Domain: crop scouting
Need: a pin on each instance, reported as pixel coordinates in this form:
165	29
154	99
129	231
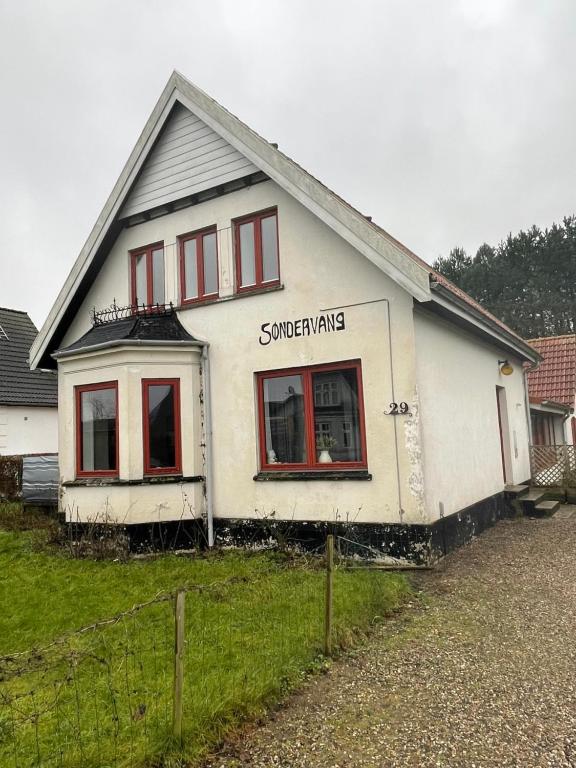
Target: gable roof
140	181
18	384
555	379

◆ **Exercise details**
Transcribe each of the records above precisely, with no pictures in the copy.

◆ **Reply**
Domain: crop scouting
Need: a pin on each instance, reported as pixel coordinates in this form:
165	29
154	99
129	231
Target: gable roof
140	181
18	384
555	379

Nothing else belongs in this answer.